## Tasks for this exercise
1: Copy the part of the patient engagement article that runs from "How to Use Big" to "in the industry.".
2: Proceed with the article on big data and patient engagement, picking up after its final sentence.

Page excerpt Block Start

How to Use Big Data to Improve Patient Engagement

Patient engagement remains an elusive goal in the healthcare industry. Though providers understand the importance of the patient experience in a consumer-based healthcare landscape, the question remains: How can they effectively drive – and promote – patient engagement?

To engage patients who are searching for personalized experiences from their providers, health systems are looking to data analytics. In the 2016 Health IT Industry Outlook Survey, one-third of respondents ranked data analytics as the biggest trend in the industry.

Enterprises that are able to collect and analyze data, and effectively implement insights, can create the types of experiences that improve patient engagement, lead to patient retention and proactive care, and lower providers’ overhead costs.

One example of the use of big data analytics in healthcare is with chronically ill patients. This patient segment accounts for 78 percent of all healthcare spending, 81 percent of in-patient stays, 91 percent of prescriptions, and 76 percent of physical visits.

That’s a significant amount of resources dedicated to a population that also has a problem with compliance: 24 percent of all prescriptions for chronic conditions are never filled, which can lead to larger health problems and even death.

This is where technology comes into play.

Providers can use big data insights to identify individuals who have chronic illnesses and ensure that they are receiving the information they need to stay healthy.

Health systems can use health records data, coupled with patient data from a variety of other sources (such as wearables), to predict future health problems. If these problems are identified early enough, providers can offer high-risk patients the right tools to reduce their risk before complications occur.

Personalized Messaging

Once critical patients have been identified, health systems can use analytics to deliver personalized messaging to patients. Personal patient information used in conjunction with health-record insights helps providers target individuals with messages that are highly relevant to their situation.

The idea is to have this message reach patients on their preferred communication channels. Some patients prefer healthcare communication to come through a patient portal, for example, where others prefer phone calls or even text messages about appointments and follow-up information.

To craft relevant messaging, providers need to be aware of each individual patient’s journey. This is another example of where they can – and should – leverage data analytics.

Page excerpt Block End
Material supplied Block Start

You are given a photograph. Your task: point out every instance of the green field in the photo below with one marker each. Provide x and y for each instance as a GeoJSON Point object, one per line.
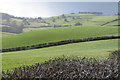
{"type": "Point", "coordinates": [97, 49]}
{"type": "Point", "coordinates": [56, 34]}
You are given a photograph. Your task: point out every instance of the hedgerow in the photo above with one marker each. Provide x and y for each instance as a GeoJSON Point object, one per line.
{"type": "Point", "coordinates": [64, 68]}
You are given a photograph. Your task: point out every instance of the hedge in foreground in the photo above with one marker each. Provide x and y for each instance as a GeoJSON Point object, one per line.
{"type": "Point", "coordinates": [68, 69]}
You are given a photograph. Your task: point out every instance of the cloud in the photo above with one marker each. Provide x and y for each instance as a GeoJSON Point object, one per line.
{"type": "Point", "coordinates": [24, 8]}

Material supplied Block End

## Task-by-task answers
1:
How to Use Big Data to Improve Patient Engagement

Patient engagement remains an elusive goal in the healthcare industry. Though providers understand the importance of the patient experience in a consumer-based healthcare landscape, the question remains: How can they effectively drive – and promote – patient engagement?

To engage patients who are searching for personalized experiences from their providers, health systems are looking to data analytics. In the 2016 Health IT Industry Outlook Survey, one-third of respondents ranked data analytics as the biggest trend in the industry.

2:
If, when a patient calls a healthcare organization, the call-center representative is already aware of the patient’s health history, communication preferences, and where the patient is on his healthcare journey, their conversation will be more informed and productive.

Especially in the case of chronic patients, targeted and relevant communication on the right channels can improve engagement and reduce the health risks associated with non-compliance with treatment plans, non-adherence to a medication regimen, and missed follow-up appointments.

Providers can deepen the relationship between any patient and the health system by improving the quality of communication.

How to Get Started

Unfortunately, implementing big data analytics for healthcare has its challenges. According to the Health IT Industry Outlook Survey, one-third of respondents reported that they struggle with correlating data from diverse and dissimilar sources.

The first step in getting started with data analytics is finding the right technology to aggregate and store data from these disparate sources. A CRM system, for example, collects and segments out patient information so healthcare organizations can understand more about patient behavior and target ongoing messaging accordingly.

Data lakes are an alternate type of data hub that permits the same data to be used in­ different scenarios. A horizontally scalable platform allows data scientists to store and access data at any time, for any circumstance. This flexibility means data scientists are able to configure and reconfigure models and queries during the data-analysis process in near real time.

Once the technology has been implemented, providers should aim to collect patient data from a multitude of sources, including health records, demographics, consumer behavior, and even social media.

Other information that may help to inform patient-engagement strategies includes financial data, health surveys, buying habits, administrative data, and physician notes.

The end goal of collecting and analyzing data is to create a 360-degree view of the patient that results in a personalized engagement plan – not just during a single patient encounter, but throughout the entire patient lifecycle.

Big data analytics in healthcare can help limit patient non-adherence, build trust, and improve engagement. Ultimately, this will help to improve a patient’s health and reduce the risk of future complications. These tactics not only create better experiences for patients, but also reduce costs associated with healthcare operations and improve ROI.